What is expected:
Could you return, unchanged, the lines running from the start of the data through the line that contains "positive clicks: (1157, 456)", with both of those lines included?

Dataset entries
^^^^^^^^^^^^^^^^

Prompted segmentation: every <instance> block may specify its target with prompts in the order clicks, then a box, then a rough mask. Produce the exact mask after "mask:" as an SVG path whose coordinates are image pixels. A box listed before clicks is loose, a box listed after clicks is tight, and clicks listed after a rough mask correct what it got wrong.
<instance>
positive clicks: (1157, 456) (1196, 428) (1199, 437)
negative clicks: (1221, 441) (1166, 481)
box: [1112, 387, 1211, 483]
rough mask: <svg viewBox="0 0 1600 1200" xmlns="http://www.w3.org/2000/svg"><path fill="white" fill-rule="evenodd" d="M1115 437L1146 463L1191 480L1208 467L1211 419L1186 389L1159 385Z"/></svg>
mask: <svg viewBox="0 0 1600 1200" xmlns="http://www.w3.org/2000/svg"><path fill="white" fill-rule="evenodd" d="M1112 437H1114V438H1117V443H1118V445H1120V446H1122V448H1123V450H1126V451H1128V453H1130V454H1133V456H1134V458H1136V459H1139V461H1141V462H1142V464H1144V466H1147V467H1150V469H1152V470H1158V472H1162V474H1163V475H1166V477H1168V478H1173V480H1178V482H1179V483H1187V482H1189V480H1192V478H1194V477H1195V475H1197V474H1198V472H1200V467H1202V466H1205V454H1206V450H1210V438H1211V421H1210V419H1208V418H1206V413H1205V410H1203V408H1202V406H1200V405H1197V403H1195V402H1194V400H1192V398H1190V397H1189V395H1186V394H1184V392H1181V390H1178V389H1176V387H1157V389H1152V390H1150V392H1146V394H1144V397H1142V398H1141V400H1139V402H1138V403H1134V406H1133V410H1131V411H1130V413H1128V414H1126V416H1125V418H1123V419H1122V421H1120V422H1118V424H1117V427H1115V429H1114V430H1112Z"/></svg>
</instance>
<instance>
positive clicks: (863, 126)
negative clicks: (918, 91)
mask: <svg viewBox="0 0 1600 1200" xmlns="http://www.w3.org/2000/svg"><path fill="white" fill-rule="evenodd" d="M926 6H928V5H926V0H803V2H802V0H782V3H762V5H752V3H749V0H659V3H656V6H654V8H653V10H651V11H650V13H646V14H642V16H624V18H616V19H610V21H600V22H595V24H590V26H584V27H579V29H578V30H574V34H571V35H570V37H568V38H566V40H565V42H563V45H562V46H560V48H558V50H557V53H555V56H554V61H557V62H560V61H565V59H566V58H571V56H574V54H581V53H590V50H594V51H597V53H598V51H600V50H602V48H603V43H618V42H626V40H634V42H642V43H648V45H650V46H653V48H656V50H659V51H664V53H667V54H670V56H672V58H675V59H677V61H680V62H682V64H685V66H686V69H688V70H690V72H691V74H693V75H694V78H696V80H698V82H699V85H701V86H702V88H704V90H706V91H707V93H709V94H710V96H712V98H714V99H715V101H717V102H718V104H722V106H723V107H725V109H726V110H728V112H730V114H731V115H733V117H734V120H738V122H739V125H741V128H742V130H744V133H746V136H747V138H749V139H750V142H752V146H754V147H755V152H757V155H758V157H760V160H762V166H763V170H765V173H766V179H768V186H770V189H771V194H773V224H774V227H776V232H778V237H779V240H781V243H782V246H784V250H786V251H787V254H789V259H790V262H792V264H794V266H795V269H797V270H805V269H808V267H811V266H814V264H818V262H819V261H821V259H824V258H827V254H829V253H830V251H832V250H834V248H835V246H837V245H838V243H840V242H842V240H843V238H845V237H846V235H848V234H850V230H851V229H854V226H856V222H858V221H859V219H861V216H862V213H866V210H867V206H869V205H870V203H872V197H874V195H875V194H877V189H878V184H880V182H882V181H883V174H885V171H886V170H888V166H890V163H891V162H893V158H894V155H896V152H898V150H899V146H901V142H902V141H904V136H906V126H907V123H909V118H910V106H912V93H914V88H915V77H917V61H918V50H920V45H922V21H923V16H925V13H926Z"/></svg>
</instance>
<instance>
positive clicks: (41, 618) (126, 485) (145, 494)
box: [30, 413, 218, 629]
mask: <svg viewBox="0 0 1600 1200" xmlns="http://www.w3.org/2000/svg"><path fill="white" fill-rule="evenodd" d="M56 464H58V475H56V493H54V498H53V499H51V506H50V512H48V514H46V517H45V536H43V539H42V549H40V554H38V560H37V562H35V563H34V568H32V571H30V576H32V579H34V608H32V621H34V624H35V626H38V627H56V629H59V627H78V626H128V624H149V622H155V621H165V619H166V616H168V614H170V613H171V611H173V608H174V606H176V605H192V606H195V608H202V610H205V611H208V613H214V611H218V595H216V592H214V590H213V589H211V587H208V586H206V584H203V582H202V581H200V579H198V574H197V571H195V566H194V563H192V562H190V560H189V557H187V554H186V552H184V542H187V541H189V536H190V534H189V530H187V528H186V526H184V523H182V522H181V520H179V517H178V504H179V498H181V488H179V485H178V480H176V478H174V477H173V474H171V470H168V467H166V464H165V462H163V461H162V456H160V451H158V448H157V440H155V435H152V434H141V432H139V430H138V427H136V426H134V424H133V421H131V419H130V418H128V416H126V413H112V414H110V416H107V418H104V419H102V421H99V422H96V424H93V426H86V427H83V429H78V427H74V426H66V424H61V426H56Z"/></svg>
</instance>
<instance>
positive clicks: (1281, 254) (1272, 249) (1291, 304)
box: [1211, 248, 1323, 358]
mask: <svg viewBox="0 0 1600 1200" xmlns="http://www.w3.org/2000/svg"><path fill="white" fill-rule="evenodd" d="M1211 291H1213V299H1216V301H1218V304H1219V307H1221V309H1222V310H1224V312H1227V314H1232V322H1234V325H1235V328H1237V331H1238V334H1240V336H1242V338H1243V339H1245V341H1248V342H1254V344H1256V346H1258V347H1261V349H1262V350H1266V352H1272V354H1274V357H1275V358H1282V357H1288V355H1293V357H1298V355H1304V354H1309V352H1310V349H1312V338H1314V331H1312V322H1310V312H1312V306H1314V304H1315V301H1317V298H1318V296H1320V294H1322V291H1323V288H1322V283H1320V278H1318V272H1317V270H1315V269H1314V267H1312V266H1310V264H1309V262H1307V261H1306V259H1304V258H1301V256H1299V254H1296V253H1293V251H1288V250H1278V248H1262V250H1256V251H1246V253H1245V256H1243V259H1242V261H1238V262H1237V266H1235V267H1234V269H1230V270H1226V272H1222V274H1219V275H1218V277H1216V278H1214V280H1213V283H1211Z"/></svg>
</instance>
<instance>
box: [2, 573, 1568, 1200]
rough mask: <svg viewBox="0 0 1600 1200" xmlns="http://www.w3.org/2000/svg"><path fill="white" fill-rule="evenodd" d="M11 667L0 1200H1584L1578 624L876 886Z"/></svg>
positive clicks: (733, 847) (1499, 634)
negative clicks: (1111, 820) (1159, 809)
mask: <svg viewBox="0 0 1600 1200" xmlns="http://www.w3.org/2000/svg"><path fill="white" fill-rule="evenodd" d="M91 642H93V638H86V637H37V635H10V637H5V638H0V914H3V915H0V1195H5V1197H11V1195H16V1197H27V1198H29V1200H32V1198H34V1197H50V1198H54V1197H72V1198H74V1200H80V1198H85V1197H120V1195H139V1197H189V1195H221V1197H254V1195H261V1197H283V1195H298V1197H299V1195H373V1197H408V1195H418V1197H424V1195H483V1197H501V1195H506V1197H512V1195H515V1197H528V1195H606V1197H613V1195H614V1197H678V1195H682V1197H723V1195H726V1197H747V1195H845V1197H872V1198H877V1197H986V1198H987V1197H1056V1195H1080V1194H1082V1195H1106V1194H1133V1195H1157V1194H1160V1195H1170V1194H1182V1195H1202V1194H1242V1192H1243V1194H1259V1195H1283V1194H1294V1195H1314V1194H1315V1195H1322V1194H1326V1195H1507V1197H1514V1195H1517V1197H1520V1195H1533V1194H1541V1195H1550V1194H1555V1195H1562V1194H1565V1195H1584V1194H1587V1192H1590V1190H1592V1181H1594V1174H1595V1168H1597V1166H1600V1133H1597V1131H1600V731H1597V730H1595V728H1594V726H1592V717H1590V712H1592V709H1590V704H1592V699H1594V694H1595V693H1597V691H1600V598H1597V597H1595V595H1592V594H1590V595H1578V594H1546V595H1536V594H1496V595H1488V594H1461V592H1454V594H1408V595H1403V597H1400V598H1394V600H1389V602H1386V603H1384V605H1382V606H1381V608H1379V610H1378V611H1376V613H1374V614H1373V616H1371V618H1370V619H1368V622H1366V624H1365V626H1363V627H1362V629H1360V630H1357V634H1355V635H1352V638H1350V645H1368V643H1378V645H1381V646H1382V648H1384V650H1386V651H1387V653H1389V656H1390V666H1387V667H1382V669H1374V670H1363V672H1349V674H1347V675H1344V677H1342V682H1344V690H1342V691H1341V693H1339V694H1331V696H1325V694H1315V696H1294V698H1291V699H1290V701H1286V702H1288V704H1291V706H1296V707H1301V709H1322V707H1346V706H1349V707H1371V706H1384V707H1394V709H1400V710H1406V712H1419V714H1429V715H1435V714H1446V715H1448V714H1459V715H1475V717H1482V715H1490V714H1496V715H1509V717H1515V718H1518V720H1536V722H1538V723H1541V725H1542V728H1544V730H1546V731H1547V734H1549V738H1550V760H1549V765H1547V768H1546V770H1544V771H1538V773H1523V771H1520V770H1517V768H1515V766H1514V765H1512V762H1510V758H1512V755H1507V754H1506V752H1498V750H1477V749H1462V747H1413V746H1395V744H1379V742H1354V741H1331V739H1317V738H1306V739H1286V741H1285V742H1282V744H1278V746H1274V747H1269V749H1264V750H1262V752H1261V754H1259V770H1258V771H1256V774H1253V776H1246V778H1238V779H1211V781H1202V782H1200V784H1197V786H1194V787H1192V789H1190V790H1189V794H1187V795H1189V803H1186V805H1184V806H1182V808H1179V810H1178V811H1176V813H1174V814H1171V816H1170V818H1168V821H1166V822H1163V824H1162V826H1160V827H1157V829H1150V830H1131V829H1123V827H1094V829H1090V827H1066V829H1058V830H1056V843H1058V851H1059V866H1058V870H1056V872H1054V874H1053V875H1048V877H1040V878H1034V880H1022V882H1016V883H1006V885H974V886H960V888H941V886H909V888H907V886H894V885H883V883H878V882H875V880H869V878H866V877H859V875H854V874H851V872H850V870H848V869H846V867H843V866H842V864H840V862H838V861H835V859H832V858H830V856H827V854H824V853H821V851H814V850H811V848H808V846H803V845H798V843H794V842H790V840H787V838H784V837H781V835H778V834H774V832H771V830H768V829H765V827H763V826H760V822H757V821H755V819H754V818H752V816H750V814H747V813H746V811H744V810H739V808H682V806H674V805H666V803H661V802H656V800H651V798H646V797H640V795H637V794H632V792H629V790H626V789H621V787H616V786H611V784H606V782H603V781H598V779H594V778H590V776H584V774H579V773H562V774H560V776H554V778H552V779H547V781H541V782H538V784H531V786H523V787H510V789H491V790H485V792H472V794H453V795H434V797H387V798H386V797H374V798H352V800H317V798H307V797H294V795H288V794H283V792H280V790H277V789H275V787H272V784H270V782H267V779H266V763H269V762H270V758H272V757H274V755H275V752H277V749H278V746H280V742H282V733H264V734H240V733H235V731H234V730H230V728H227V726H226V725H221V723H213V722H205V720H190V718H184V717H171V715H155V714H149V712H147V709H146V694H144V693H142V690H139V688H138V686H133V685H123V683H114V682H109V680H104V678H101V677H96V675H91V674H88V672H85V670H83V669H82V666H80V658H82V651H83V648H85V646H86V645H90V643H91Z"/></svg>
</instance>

^^^^^^^^^^^^^^^^

Solution to the problem:
Prompted segmentation: every <instance> block may specify its target with prompts in the order clicks, then a box, then a rough mask. Produce the exact mask after "mask:" as an SVG path whose coordinates are image pixels. A box listed before clicks is loose, a box listed after clicks is tight, and clicks listed after a rough mask correct what it got wrong.
<instance>
positive clicks: (1157, 456) (1196, 428) (1199, 437)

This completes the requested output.